取り組む課題 1 >> 本文によると、Aさんがミロスプログラムに出会ったとき、夫婦関係はどのような状態でしたか。

本文 >>
┌────────
Rossco’s Eyes ~人生を俯瞰する視点~ Vol.83


Introduction

本当の自分を知る第一歩は、相手に感じているものを “自分のもの” として置き換えることです。つまり、自分から相手に向けていた視線の方向を “反転” させて自分に向けることから始まります。

前回のシリーズ前半では、ある女性(Aさん)が “父に感じるもの” を自分のものとして置き換えたことで、自分では知ることのできない “無意識の自分” を知り、それだけで何年も抱き続けていた父への憎悪が一瞬で消えた体験をお伝えしました。

強烈に抵抗感を抱く相手ほど、未知の自分を知る『鍵』を持つ “もうひとりの自分” だったことにショックを受けた人も多いのではないでしょうか。

シリーズ後半では、最も自分を教えてくれる “夫” を通して自分を知っていくなかで、彼女は “自分を知ること” に計り知れない可能性があることを発見していきます。

『自分を知ることで世界は変えられる』【後半】

最悪な夫婦関係

Aさんがミロスプログラムに出会ったとき、夫婦関係は冷え切っていて、家庭内別居のような状態でした。

夫は一人目の子供が生まれた直後から働かなくなり、彼女が仕事をして生計を立てていました。

疲れて帰宅すると、夫は遊びに行って家にいないことが多く、家事や子供の面倒も放ったらかしでした。しかも、お酒が入ると暴力を振るう始末。愛想をつかせたAさんは、目の前から彼を排除してしまいたいと思うほど強い憎しみを感じていました。

あるとき、そんな夫から屈辱的な行為を強いられるという悪夢のような出来事が起きました。Aさんの嫌悪感は頂点に達し、子供が彼に近づくことも許せなくなった彼女は、常に離婚を考えるようになりました。

自立した妻に依存する夫

しかし、ミロスプログラムの “相手を通して自分を知る” というまったく新しい見方を体得することにより、目の前の問題やネガティブな感情から離れ、ニュートラルな感覚で物事を俯瞰することができるようになったのです。

シリーズ前半で、自分の “幼少期の家庭環境” や “父との関係性” に注目した彼女は、続いて自分の “夫婦関係” を見ることにしました。そのとき、彼女はあることに気づいて非常に驚いたそうです。

それは、親から子へ関係性が繰り返されていることでした。

仕事をせずに酒に依存する夫と、家庭を支える妻 — 両親からAさん夫婦に連鎖して繰り返されていたのは、“自立した妻に依存する夫” という関係性でした。

そして、夫に憎しみを感じたり、子供が夫に近づくことが許せなかったり、まるで母が父に感じていた不満や怒りをそのままコピーしたかのような体験をしていることに気づきました。
└────────
入力データ >>
┌────────
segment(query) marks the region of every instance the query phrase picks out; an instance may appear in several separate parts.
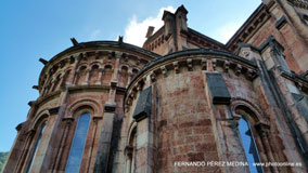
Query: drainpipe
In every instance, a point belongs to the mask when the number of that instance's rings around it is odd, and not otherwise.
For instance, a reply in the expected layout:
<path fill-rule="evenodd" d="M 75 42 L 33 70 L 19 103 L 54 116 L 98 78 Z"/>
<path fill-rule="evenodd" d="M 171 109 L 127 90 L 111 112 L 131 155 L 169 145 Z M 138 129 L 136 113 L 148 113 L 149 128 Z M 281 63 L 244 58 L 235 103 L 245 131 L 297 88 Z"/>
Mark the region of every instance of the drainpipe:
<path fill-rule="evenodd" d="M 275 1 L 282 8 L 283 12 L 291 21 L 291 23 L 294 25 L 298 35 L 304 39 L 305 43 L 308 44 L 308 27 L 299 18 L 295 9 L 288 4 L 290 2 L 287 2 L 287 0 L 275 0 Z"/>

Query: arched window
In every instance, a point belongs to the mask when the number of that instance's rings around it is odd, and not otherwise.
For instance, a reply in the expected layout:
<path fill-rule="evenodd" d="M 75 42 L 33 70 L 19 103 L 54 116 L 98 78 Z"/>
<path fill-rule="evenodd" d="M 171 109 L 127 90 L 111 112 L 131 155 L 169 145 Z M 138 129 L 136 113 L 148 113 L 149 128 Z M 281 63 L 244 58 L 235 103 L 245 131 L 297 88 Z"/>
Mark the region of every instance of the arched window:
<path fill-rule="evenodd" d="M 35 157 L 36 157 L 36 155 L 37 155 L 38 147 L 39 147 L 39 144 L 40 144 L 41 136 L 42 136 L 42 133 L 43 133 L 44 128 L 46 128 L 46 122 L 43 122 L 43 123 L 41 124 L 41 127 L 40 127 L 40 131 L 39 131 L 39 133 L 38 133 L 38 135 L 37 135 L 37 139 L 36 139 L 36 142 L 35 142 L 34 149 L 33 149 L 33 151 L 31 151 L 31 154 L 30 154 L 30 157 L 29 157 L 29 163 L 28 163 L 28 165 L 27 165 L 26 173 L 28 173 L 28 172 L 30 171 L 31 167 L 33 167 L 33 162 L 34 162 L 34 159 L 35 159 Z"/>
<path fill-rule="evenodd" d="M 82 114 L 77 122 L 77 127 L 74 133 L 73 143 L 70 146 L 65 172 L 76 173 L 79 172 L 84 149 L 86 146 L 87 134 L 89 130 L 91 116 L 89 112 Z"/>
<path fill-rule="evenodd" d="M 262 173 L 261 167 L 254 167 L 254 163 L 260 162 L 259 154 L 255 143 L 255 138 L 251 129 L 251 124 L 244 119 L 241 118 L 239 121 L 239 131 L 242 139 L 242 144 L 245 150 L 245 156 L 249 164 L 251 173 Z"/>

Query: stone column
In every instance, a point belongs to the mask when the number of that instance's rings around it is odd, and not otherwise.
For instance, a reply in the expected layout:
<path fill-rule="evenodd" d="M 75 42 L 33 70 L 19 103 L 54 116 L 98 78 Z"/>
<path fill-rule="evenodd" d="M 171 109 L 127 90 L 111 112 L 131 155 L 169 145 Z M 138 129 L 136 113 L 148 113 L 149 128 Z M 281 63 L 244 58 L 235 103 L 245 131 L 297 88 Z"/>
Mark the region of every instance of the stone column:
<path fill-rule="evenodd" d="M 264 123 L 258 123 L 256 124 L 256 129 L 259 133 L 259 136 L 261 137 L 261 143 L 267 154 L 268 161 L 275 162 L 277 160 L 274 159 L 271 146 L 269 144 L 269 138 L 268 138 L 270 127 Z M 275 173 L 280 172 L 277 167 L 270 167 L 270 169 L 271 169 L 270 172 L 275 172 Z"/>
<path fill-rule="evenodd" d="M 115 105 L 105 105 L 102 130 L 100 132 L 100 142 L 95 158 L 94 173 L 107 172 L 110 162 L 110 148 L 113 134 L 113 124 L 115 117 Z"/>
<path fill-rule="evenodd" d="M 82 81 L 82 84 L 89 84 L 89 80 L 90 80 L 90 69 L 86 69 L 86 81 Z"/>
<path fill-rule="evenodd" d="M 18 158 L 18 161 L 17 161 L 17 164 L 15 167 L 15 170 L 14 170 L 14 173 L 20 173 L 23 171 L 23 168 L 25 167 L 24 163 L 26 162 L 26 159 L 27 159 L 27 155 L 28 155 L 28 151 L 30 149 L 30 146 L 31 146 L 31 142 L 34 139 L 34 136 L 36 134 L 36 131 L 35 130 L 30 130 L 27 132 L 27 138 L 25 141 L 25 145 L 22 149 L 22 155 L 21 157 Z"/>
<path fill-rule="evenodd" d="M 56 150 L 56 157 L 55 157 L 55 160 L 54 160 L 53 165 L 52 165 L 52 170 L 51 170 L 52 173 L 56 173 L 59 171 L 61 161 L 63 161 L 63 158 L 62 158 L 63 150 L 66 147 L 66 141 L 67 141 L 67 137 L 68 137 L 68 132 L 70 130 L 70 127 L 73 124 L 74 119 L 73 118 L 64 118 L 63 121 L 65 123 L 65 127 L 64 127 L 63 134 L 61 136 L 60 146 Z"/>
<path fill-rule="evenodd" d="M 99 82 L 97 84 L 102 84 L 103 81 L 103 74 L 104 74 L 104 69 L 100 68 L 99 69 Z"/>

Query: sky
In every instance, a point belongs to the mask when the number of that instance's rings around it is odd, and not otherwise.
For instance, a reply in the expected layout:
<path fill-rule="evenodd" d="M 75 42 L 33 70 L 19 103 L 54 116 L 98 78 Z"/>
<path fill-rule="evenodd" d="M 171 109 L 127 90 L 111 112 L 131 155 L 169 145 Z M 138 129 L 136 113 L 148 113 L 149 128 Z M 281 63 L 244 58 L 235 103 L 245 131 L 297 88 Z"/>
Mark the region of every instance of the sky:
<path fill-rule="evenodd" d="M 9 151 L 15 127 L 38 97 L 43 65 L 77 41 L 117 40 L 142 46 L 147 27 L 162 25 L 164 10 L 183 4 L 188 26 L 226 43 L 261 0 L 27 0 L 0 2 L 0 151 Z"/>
└────────
┌────────
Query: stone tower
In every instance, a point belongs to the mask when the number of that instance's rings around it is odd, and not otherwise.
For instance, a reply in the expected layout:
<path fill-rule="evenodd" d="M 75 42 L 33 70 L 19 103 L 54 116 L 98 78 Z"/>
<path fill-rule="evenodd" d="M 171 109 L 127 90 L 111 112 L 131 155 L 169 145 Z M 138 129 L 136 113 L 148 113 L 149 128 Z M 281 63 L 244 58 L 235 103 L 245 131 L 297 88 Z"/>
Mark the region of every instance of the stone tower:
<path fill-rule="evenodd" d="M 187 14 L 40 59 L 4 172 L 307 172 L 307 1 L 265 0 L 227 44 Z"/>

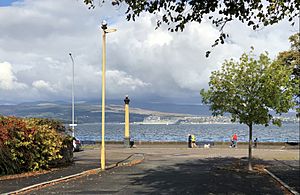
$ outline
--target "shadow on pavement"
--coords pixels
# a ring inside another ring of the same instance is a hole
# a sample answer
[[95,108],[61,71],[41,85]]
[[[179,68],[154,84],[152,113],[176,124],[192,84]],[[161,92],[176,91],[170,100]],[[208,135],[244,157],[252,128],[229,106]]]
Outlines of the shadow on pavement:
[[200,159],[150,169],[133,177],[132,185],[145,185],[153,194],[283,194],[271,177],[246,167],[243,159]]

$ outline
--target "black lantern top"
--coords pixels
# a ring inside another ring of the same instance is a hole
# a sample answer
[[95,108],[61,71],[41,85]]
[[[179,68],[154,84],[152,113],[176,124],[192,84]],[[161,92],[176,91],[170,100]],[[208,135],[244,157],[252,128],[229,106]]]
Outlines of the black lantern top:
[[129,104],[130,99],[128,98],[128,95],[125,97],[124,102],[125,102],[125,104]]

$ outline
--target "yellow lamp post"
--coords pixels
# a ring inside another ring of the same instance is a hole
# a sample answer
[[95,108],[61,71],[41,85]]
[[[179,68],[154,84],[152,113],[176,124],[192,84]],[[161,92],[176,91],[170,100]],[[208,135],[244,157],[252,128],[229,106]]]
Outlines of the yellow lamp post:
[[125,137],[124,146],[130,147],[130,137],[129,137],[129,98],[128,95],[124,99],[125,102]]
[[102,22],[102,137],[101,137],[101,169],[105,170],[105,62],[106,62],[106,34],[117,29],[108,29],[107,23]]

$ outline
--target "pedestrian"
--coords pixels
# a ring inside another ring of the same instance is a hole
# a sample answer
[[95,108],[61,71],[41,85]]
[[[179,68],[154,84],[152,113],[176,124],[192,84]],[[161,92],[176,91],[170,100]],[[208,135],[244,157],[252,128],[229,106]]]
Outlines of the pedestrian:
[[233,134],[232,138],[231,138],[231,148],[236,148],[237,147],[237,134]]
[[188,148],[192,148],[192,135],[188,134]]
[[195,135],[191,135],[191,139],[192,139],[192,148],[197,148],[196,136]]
└────────
取り組む課題 2 >> 上の入力データの行のうち、「segment(query) marks the」を含む行から「262 173 L 261」を含む行までを、その行も含めて一字一句そのまま書き写してください。画像は答えに入れないでください。

期待される解答 1 >> 冷え切っていて、家庭内別居のような状態でした。

期待される解答 2 >>
segment(query) marks the region of every instance the query phrase picks out; an instance may appear in several separate parts.
Query: drainpipe
In every instance, a point belongs to the mask when the number of that instance's rings around it is odd, and not otherwise.
For instance, a reply in the expected layout:
<path fill-rule="evenodd" d="M 75 42 L 33 70 L 19 103 L 54 116 L 98 78 Z"/>
<path fill-rule="evenodd" d="M 171 109 L 127 90 L 111 112 L 131 155 L 169 145 Z M 138 129 L 136 113 L 148 113 L 149 128 Z M 281 63 L 244 58 L 235 103 L 245 131 L 297 88 Z"/>
Mark the region of every instance of the drainpipe:
<path fill-rule="evenodd" d="M 275 1 L 282 8 L 283 12 L 291 21 L 291 23 L 294 25 L 298 35 L 304 39 L 305 43 L 308 44 L 308 27 L 299 18 L 295 9 L 288 4 L 290 2 L 287 2 L 287 0 L 275 0 Z"/>

Query: arched window
In every instance, a point belongs to the mask when the number of that instance's rings around it is odd, and not otherwise.
For instance, a reply in the expected layout:
<path fill-rule="evenodd" d="M 75 42 L 33 70 L 19 103 L 54 116 L 98 78 Z"/>
<path fill-rule="evenodd" d="M 171 109 L 127 90 L 111 112 L 131 155 L 169 145 Z M 138 129 L 136 113 L 148 113 L 149 128 Z M 281 63 L 244 58 L 235 103 L 245 131 L 297 88 Z"/>
Mark the region of every instance of the arched window:
<path fill-rule="evenodd" d="M 35 157 L 36 157 L 36 155 L 37 155 L 38 147 L 39 147 L 39 144 L 40 144 L 41 136 L 42 136 L 42 133 L 43 133 L 44 128 L 46 128 L 46 122 L 43 122 L 43 123 L 41 124 L 41 127 L 40 127 L 40 131 L 39 131 L 39 133 L 38 133 L 38 135 L 37 135 L 37 139 L 36 139 L 36 142 L 35 142 L 34 149 L 33 149 L 33 151 L 31 151 L 31 154 L 30 154 L 30 157 L 29 157 L 29 163 L 28 163 L 28 165 L 27 165 L 26 173 L 28 173 L 28 172 L 30 171 L 31 167 L 33 167 L 33 162 L 34 162 L 34 159 L 35 159 Z"/>
<path fill-rule="evenodd" d="M 82 114 L 77 122 L 77 127 L 74 133 L 73 143 L 70 146 L 65 172 L 76 173 L 79 172 L 84 149 L 86 146 L 87 134 L 89 130 L 91 116 L 89 112 Z"/>
<path fill-rule="evenodd" d="M 262 173 L 261 167 L 254 167 L 254 163 L 260 162 L 259 154 L 255 143 L 255 138 L 251 129 L 251 124 L 244 119 L 241 118 L 239 121 L 239 131 L 242 139 L 242 144 L 245 150 L 245 156 L 249 164 L 251 173 Z"/>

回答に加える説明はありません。